# 読むべき抜粋

エンタメ大作がひしめき活況を見せた夏興行がひと段落ついた8月末。
大人の観賞欲求を満たす作品が公開されました。
それが今回の『検察側の罪人』ですが、この映画はっきり言って評価がまっ二つに別れる作品だと思います。
まず否定するのであれば、一回見ただけでは消化出来ないストーリー展開。
それでいてあまりにも強引かつ荒唐無稽な作りになっているので見る人を置き去りにしてしまうという点が否めないですし、ともすれば「ほら、もやっとするでしょう。何ならもう一回見たらわかるかもよ~」なんて商業的な嫌らしさなどがかいま見えてしまうのではと思われてしまいます。 

一方、肯定的に見るのであれば、原田監督ならではですが、演技や演出がとにかくオーバー。
だけどそれがけれん味たっぷりで見ていて気持ちよくさえ感じられる。
それがあるからこそより内容を深く知りたいと思い、結果二回以上観賞してみたくなる。

# 位置特定の記録
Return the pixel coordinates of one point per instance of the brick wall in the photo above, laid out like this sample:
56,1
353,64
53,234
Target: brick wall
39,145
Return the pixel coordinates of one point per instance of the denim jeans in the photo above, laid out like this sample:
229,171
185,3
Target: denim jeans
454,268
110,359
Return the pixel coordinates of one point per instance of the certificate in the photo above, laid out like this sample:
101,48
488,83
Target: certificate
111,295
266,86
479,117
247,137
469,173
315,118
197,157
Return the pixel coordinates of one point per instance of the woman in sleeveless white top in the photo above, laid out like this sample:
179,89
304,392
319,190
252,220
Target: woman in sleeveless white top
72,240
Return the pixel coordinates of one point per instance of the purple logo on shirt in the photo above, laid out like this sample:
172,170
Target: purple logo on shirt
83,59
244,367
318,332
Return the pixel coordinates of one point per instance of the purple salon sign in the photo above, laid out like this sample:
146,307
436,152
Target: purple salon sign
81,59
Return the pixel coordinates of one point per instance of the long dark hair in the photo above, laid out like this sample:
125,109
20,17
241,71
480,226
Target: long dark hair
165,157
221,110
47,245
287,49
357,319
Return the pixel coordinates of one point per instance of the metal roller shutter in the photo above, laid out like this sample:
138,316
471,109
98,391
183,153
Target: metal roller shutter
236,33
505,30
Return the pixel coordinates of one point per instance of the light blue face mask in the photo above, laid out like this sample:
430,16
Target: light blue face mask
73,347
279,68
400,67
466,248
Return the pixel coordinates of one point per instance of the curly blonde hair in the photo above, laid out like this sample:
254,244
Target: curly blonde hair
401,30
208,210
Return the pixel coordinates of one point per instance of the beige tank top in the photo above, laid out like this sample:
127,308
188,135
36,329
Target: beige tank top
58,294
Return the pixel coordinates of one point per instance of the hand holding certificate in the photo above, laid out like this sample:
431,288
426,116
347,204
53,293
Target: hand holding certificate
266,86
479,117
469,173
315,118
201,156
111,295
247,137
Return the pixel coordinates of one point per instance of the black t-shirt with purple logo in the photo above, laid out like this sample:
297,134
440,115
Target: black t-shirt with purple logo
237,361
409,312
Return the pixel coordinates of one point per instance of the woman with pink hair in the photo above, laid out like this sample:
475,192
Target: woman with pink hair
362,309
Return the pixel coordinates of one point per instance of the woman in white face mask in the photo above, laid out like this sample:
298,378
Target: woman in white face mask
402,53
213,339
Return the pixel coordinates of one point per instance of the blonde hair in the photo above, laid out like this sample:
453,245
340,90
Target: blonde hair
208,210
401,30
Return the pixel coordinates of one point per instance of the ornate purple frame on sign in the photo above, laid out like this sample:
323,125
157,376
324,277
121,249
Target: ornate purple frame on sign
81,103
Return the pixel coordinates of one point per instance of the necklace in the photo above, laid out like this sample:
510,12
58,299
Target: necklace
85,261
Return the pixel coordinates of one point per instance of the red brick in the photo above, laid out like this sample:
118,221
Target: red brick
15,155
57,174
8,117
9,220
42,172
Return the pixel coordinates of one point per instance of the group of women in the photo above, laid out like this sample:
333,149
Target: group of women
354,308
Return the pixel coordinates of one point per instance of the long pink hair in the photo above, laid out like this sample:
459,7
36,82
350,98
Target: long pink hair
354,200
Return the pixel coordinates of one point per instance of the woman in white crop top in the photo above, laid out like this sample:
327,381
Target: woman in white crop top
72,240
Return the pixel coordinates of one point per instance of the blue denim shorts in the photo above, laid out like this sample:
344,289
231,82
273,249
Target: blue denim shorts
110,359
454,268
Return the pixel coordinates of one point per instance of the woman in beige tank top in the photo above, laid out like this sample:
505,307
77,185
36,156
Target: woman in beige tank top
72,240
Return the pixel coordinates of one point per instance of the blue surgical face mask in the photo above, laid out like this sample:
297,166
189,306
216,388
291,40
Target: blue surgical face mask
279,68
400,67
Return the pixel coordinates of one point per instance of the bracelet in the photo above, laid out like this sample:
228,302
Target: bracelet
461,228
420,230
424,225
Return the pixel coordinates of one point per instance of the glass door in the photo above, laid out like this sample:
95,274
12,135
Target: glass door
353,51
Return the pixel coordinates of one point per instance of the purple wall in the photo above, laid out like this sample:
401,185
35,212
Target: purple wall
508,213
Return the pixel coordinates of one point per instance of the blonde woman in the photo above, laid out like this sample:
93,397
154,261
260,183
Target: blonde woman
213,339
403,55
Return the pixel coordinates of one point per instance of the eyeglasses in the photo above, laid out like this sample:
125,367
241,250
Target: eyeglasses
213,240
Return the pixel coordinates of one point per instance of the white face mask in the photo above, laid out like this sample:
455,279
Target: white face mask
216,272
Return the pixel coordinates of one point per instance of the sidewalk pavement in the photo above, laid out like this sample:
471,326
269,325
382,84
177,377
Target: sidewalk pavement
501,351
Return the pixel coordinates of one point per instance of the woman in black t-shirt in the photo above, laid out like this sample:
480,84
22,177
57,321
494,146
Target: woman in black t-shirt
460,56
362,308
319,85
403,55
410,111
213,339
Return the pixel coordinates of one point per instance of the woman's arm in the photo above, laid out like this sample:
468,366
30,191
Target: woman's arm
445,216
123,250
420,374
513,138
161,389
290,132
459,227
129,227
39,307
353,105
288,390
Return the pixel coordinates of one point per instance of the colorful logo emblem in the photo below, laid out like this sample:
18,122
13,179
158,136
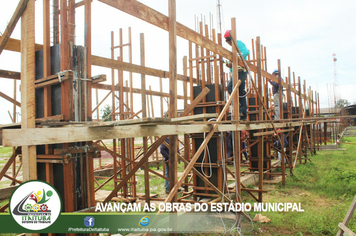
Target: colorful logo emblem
35,205
144,221
89,221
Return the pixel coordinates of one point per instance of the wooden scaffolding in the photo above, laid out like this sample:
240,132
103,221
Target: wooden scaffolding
59,139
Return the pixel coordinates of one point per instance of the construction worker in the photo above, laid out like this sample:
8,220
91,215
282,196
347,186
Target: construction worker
242,74
165,153
275,91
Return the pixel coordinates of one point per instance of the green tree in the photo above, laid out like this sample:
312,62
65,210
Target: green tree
107,113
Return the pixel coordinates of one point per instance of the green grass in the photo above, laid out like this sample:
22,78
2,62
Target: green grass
5,151
325,188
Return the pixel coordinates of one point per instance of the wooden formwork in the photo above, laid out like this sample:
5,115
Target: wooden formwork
75,128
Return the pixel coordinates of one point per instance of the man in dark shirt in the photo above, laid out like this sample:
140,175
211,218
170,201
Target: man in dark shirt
275,91
165,153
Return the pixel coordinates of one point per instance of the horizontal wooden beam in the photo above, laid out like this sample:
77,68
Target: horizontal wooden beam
15,45
134,90
3,95
14,19
125,66
158,19
272,132
68,134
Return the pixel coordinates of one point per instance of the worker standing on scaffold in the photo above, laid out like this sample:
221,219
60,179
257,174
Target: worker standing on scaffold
242,75
275,91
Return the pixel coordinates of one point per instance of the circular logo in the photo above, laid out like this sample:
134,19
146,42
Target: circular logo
144,221
35,205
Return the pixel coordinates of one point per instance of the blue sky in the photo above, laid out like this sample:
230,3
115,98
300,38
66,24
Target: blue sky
303,34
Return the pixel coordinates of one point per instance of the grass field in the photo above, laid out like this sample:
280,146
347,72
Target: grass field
325,188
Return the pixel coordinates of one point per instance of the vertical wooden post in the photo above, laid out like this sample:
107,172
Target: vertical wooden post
236,109
55,22
28,87
281,115
260,117
144,114
87,44
113,107
173,92
121,107
208,74
301,112
186,136
47,72
289,103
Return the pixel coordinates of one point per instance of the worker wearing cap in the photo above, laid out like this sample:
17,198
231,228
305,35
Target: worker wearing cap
242,74
275,91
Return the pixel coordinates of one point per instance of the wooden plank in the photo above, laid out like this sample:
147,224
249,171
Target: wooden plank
201,148
14,19
194,117
38,136
10,74
172,112
27,87
134,90
126,66
3,95
156,18
272,132
153,147
9,162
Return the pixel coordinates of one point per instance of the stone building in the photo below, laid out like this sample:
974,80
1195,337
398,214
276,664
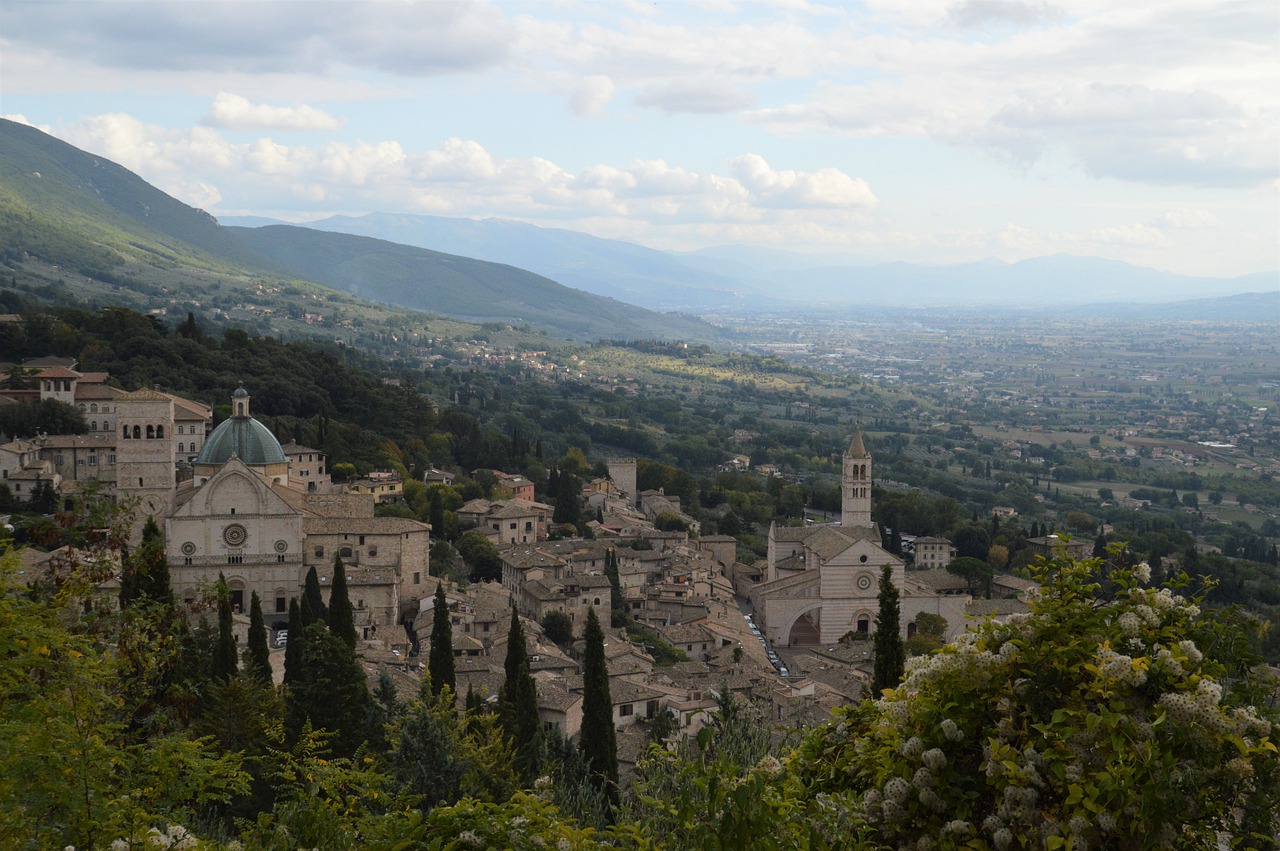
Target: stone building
822,582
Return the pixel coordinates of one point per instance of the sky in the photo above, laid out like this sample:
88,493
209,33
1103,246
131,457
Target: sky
923,131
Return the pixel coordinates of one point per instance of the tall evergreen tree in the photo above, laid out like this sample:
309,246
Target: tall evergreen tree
329,691
519,705
312,600
257,658
224,650
342,620
440,662
597,739
890,652
617,603
152,564
293,646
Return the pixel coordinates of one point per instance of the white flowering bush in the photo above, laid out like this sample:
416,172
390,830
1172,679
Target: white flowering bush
1082,724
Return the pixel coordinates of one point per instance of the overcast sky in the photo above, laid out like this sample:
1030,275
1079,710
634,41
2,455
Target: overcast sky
927,131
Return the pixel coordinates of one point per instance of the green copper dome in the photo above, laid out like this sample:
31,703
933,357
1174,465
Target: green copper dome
243,437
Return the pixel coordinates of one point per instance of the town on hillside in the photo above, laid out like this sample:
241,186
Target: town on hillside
685,618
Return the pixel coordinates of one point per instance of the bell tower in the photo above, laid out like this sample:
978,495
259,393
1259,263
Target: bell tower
855,504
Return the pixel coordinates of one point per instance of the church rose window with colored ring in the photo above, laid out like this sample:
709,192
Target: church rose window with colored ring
234,535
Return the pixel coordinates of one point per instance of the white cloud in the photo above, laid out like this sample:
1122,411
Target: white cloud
787,188
236,113
592,96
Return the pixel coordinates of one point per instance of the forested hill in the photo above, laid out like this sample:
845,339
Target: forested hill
71,207
474,289
85,215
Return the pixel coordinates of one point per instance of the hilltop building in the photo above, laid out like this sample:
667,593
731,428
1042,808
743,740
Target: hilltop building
263,521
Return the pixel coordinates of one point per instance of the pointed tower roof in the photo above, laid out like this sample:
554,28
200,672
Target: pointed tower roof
855,447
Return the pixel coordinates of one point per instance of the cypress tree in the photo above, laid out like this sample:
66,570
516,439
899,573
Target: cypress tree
617,603
597,739
312,600
152,566
295,644
519,705
224,649
259,658
890,653
329,691
342,620
442,645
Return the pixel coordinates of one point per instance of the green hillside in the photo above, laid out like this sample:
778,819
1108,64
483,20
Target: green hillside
474,289
106,236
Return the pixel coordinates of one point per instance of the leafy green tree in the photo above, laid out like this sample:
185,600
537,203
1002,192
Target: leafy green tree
425,759
558,627
440,660
224,652
888,650
976,572
597,739
481,556
329,691
257,658
1095,722
568,499
519,705
722,788
342,618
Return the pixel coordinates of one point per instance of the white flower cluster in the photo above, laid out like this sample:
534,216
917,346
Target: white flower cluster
1120,668
1197,708
951,731
769,767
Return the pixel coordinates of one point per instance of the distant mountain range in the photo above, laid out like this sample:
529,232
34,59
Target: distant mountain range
85,214
740,277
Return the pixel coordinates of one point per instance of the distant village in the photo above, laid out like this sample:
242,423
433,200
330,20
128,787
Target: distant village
790,628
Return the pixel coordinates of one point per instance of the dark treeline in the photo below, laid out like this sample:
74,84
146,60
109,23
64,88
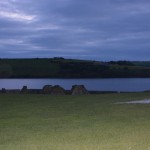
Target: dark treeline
59,67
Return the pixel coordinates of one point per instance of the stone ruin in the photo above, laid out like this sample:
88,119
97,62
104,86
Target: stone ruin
24,90
57,90
47,89
53,90
79,90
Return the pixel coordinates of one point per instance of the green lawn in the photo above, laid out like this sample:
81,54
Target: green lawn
91,122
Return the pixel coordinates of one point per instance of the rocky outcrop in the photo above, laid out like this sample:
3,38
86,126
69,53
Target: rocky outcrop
79,90
57,90
24,90
47,89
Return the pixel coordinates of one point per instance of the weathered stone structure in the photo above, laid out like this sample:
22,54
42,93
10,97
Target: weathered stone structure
57,90
79,90
24,90
47,89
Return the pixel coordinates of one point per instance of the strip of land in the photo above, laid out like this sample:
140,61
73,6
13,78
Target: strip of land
87,122
71,68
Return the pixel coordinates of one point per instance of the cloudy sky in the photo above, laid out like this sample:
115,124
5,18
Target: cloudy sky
83,29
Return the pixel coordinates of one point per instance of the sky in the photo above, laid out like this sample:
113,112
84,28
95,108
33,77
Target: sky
81,29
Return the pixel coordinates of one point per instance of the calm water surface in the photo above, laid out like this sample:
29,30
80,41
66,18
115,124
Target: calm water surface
117,84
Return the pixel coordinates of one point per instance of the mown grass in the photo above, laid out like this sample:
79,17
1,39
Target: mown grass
92,122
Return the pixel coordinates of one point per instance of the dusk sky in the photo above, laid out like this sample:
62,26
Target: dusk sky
83,29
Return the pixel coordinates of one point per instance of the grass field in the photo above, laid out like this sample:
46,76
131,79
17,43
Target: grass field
92,122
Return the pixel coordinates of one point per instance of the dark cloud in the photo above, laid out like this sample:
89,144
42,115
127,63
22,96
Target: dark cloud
103,30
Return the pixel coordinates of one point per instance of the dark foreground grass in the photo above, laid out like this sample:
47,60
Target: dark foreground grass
92,122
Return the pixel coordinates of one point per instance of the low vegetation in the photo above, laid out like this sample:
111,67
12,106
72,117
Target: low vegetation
89,122
70,68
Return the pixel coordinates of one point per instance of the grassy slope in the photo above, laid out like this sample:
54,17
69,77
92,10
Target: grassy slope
93,122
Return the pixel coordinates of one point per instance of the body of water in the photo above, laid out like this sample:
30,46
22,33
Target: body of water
117,84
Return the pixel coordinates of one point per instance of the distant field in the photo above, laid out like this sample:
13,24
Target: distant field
91,122
72,68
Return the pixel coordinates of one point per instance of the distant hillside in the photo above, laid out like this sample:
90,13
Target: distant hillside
71,68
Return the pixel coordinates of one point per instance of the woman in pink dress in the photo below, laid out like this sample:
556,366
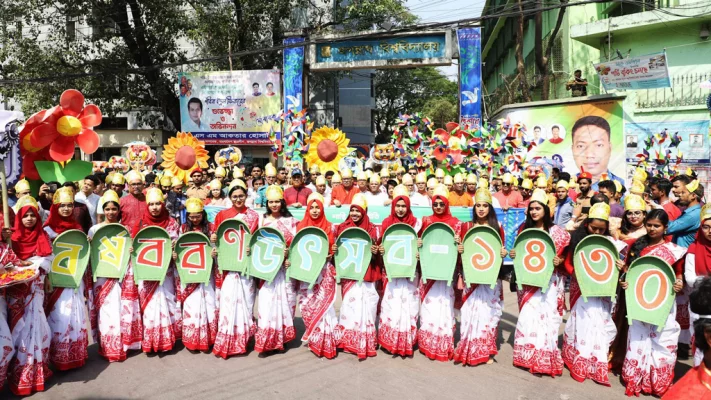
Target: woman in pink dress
161,313
397,331
436,335
482,306
651,355
235,292
540,314
29,369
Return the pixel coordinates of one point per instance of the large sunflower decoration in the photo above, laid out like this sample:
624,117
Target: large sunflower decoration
183,154
327,146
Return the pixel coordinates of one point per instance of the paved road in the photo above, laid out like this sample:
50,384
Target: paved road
297,374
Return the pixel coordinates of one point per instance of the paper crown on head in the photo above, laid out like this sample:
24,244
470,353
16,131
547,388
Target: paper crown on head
25,201
401,190
194,205
274,192
22,186
635,202
315,196
482,195
118,179
63,195
600,211
421,178
154,195
540,196
360,200
269,170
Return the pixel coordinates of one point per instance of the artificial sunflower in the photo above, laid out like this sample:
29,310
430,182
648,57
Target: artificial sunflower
183,154
327,147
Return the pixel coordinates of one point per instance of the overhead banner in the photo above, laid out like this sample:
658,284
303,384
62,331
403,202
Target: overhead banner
469,76
224,107
587,134
293,75
645,72
694,145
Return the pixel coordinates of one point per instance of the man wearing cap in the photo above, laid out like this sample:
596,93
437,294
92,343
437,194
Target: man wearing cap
343,193
507,197
198,191
459,197
297,194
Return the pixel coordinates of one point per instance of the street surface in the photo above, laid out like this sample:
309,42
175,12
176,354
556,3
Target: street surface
297,374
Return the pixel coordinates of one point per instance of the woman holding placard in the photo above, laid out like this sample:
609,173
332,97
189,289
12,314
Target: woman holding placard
397,331
161,313
356,327
590,329
116,303
29,369
65,306
199,301
482,306
435,337
649,362
235,293
317,304
277,299
540,316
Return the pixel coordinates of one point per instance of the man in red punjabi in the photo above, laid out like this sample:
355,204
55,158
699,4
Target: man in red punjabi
134,203
343,193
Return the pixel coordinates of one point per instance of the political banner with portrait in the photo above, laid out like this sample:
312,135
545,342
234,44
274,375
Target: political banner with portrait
230,107
575,134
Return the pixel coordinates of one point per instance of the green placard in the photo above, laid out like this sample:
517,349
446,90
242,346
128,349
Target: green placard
650,294
354,253
400,245
308,254
267,245
151,254
194,262
594,260
71,257
232,240
110,251
481,259
535,250
438,255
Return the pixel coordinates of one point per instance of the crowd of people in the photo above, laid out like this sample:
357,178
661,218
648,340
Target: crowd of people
47,327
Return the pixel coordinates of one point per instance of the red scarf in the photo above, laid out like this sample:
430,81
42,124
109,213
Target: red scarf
29,242
392,219
701,248
61,224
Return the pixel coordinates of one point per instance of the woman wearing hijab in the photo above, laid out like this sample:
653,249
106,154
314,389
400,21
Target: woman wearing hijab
235,292
159,308
540,314
317,304
199,314
277,299
697,264
435,337
482,306
65,306
29,369
397,330
356,325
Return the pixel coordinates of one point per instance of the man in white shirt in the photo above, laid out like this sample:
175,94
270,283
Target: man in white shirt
420,197
88,197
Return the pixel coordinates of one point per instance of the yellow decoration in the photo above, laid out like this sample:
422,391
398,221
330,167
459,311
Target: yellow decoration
327,146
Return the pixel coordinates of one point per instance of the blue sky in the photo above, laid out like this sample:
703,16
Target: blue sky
443,11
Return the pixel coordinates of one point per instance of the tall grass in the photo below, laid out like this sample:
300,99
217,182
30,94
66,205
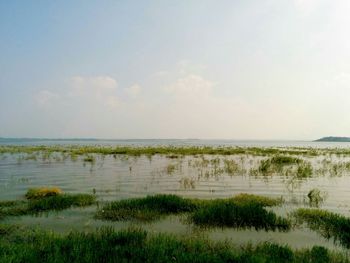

# 取り組む課題
上の映画評から、「エンタメ大作がひしめき活況を見せた夏興行がひと段落ついた8月末。」以降「のではと思われてしまいます。」までの部分をすべて、一字も変えずに出力してください。

# 完成した出力
エンタメ大作がひしめき活況を見せた夏興行がひと段落ついた8月末。
大人の観賞欲求を満たす作品が公開されました。
それが今回の『検察側の罪人』ですが、この映画はっきり言って評価がまっ二つに別れる作品だと思います。
まず否定するのであれば、一回見ただけでは消化出来ないストーリー展開。
それでいてあまりにも強引かつ荒唐無稽な作りになっているので見る人を置き去りにしてしまうという点が否めないですし、ともすれば「ほら、もやっとするでしょう。何ならもう一回見たらわかるかもよ~」なんて商業的な嫌らしさなどがかいま見えてしまうのではと思われてしまいます。